• _BRANO SELEZIONATO_
○ ○ ○

La pena di cui al comma 1 si applica altresì a chiunque, al fine di procurare a sé o ad altri un profitto, trasporta, cede o riceve a qualunque titolo animali da compagnia di cui all’allegato I, parte A, del regolamento (CE) n. 998/2003 del Parlamento europeo e del Consiglio, del 26 maggio 2003, introdotti nel territorio nazionale in violazione del citato comma 1.

La pena è aumentata se gli animali di cui al comma 1 hanno un’età accertata inferiore a dodici settimane o se provengono da zone sottoposte a misure restrittive di polizia veterinaria adottate per contrastare la diffusione di malattie trasmissibili proprie della specie.

Nel caso di condanna o di applicazione della pena su richiesta delle parti ai sensi dell’articolo 444 del codice di procedura penale per i delitti previsti dai commi 1 e 2 del presente articolo, è sempre ordinata la confisca dell’animale, salvo che appartenga a persona estranea al reato. È altresì disposta la sospensione da tre mesi a tre anni dell’attività di trasporto, di commercio o di allevamento degli animali se la sentenza di condanna o di applicazione della pena su richiesta delle parti è pronunciata nei confronti di chi svolge le predette attività. In caso di recidiva è disposta l’interdizione dall’esercizio delle attività medesime.

○ ○ ○

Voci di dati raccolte

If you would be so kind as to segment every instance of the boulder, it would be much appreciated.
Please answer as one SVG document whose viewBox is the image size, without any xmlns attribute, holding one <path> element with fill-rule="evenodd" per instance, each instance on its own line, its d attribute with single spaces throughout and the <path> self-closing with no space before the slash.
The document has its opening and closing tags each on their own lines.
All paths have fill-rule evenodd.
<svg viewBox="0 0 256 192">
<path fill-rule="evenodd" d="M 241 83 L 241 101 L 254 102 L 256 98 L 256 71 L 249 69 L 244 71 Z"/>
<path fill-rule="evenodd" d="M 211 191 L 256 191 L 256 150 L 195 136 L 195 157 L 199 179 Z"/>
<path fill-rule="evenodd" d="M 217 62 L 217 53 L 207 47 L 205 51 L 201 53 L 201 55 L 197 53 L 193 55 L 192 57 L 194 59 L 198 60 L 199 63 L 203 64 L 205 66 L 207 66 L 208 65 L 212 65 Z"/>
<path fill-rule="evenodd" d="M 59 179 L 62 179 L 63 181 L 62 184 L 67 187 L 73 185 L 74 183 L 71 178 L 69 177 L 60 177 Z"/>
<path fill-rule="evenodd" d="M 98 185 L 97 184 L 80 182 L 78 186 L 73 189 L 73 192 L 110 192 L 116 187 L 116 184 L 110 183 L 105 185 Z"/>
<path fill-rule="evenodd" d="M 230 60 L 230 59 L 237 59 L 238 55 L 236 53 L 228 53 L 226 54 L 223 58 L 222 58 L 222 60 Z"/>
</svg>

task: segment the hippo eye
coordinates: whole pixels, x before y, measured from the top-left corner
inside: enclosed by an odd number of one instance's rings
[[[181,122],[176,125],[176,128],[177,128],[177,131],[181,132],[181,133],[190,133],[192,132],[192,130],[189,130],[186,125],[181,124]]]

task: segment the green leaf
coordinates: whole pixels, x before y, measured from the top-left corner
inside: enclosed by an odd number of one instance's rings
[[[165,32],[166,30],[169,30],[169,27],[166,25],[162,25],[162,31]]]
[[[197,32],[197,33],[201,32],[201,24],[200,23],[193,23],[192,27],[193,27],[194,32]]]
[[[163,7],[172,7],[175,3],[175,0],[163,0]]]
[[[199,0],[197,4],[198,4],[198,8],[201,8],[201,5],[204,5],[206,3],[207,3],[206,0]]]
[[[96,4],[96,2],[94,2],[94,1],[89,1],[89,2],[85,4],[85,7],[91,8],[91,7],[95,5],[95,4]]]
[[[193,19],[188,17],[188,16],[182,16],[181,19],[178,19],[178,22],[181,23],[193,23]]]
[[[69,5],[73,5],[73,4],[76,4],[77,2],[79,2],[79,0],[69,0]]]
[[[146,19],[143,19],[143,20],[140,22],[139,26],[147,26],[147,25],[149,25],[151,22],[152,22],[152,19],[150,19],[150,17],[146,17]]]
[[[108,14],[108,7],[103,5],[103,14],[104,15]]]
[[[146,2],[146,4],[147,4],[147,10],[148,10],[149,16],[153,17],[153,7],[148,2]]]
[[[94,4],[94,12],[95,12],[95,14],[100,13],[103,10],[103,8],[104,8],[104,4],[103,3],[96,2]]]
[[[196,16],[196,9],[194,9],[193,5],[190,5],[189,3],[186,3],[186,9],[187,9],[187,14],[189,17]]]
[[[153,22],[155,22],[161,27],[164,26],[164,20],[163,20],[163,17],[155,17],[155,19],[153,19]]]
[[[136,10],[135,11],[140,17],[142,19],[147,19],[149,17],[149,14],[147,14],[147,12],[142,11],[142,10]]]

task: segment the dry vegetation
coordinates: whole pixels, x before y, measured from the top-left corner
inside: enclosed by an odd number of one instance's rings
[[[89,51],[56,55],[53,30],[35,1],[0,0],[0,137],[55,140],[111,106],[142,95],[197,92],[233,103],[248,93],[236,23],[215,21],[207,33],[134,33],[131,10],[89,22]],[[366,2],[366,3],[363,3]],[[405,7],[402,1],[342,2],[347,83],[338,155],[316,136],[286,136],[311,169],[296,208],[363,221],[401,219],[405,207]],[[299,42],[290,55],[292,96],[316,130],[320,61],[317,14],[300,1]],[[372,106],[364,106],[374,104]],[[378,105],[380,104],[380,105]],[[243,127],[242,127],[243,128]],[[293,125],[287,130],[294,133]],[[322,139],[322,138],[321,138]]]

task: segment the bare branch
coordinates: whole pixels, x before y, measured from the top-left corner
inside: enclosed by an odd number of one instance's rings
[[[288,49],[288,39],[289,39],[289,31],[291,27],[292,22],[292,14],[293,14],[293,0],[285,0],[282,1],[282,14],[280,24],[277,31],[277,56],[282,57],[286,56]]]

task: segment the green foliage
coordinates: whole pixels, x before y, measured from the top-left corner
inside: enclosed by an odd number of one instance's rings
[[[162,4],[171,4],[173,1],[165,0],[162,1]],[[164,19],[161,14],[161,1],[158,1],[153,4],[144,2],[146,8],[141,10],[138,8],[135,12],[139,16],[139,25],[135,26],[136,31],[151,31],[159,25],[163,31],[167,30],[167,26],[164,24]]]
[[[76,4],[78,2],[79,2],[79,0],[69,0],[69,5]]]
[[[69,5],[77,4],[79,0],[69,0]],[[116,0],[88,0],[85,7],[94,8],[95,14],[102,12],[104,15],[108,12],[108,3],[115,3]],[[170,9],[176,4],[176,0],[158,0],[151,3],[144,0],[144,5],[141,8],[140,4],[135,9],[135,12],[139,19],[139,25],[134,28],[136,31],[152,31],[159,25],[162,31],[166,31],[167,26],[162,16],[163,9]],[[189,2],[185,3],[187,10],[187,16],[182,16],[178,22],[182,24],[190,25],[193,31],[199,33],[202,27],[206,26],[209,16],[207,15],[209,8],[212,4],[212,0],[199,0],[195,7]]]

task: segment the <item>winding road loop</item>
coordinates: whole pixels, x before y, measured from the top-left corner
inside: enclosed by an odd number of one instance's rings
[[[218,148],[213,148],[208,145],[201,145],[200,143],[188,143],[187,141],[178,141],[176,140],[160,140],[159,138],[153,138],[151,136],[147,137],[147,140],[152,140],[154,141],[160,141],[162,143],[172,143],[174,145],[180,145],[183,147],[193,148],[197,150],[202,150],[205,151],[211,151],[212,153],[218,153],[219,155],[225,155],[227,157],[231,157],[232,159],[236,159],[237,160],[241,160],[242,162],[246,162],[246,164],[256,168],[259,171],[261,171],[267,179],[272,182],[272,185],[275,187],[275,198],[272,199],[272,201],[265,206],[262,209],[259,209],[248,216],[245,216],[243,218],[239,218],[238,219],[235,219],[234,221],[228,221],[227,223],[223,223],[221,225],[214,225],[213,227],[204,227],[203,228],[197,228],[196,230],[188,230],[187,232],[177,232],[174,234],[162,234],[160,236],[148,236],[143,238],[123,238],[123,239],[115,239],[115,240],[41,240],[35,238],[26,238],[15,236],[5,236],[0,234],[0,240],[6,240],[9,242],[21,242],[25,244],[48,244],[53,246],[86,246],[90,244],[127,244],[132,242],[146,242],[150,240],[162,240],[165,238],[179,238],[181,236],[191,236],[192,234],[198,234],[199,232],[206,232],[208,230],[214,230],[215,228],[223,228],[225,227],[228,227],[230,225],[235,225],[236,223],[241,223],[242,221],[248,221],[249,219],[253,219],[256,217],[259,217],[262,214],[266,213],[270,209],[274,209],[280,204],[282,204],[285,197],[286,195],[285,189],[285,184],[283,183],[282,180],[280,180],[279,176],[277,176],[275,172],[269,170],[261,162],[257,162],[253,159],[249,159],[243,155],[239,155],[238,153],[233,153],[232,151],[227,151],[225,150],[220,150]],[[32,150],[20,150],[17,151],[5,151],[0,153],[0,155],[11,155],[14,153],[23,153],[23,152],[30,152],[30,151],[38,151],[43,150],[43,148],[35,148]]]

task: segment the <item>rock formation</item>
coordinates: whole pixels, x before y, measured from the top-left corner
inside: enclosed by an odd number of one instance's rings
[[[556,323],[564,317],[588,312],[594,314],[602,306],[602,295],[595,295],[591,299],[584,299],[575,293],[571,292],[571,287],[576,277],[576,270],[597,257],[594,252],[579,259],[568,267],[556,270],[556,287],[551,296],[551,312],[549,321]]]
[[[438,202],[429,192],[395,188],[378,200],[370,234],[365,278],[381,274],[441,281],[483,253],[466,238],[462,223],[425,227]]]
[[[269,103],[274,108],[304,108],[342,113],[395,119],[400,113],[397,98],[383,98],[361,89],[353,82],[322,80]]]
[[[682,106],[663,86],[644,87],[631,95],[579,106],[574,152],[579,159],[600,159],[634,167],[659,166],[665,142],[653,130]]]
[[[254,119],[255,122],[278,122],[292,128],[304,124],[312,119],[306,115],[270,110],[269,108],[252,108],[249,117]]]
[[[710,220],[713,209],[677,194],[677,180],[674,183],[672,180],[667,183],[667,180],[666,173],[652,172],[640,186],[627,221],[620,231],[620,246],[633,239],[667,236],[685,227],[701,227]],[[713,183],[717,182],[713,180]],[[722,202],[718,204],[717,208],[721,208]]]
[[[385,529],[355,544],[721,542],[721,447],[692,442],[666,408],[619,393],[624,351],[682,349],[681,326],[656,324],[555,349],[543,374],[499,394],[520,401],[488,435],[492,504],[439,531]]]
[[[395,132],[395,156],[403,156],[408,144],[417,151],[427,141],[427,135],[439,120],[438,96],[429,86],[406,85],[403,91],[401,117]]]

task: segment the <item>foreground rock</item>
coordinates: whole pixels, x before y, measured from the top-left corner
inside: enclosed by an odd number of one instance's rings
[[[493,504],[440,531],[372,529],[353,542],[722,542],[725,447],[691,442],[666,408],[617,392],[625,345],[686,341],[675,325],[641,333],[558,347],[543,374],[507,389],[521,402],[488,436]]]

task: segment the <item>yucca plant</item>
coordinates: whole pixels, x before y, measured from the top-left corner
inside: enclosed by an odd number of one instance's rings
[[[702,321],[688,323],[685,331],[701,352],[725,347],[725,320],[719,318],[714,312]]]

○ ○ ○

• _IN BASE ALLE INFORMAZIONI_
1 – Nel brano sull'introduzione illecita di animali da compagnia, per quanto tempo può essere sospesa l'attività di trasporto, commercio o allevamento in caso di condanna?
2 – Continua il brano sull'introduzione illecita di animali da compagnia dopo la sua ultima frase.

• _SERIE DI RISPOSTE_
1 – Da tre mesi a tre anni.

2 –
Gli animali oggetto di provvedimento di sequestro o di confisca sono affidati alle associazioni o agli enti indicati nel decreto del Ministro della salute, adottato ai sensi dell’articolo 19-quater delle disposizioni di coordinamento e transitorie per il codice penale, di cui al regio decreto 28 maggio 1931, n. 601, che ne fanno richiesta, salvo che vi ostino esigenze processuali.

Gli animali acquisiti dallo Stato a seguito di provvedimento definitivo di confisca sono assegnati, a richiesta, alle associazioni o agli enti ai quali sono stati affidati ai sensi del comma 5.

Le entrate derivanti dall’applicazione delle sanzioni pecuniarie previste dalla presente legge affluiscono all’entrata del bilancio dello Stato per essere riassegnate allo stato di previsione del Ministero della salute e sono destinate alle associazioni o agli enti di cui al comma 5 del presente articolo, con le modalità di cui all’articolo 8 della legge 20 luglio 2004, n. 189.”

5. Conclusioni

La titolarità di un animale domestico comporta, come visto, una moltitudine di responsabilità, che tuttavia attengono, a ben vedere, al comportamento del padrone più che alla natura dell’animale. Come in ogni posizione di garanzia contemplata dall’ordinamento, la responsabilità sussiste ogniqualvolta sia ravvisata una negligenza o una volontarietà nel disubbidire alle regole di condotta delineate dal legislatore e alle norme di prudenza e buon senso (e civiltà).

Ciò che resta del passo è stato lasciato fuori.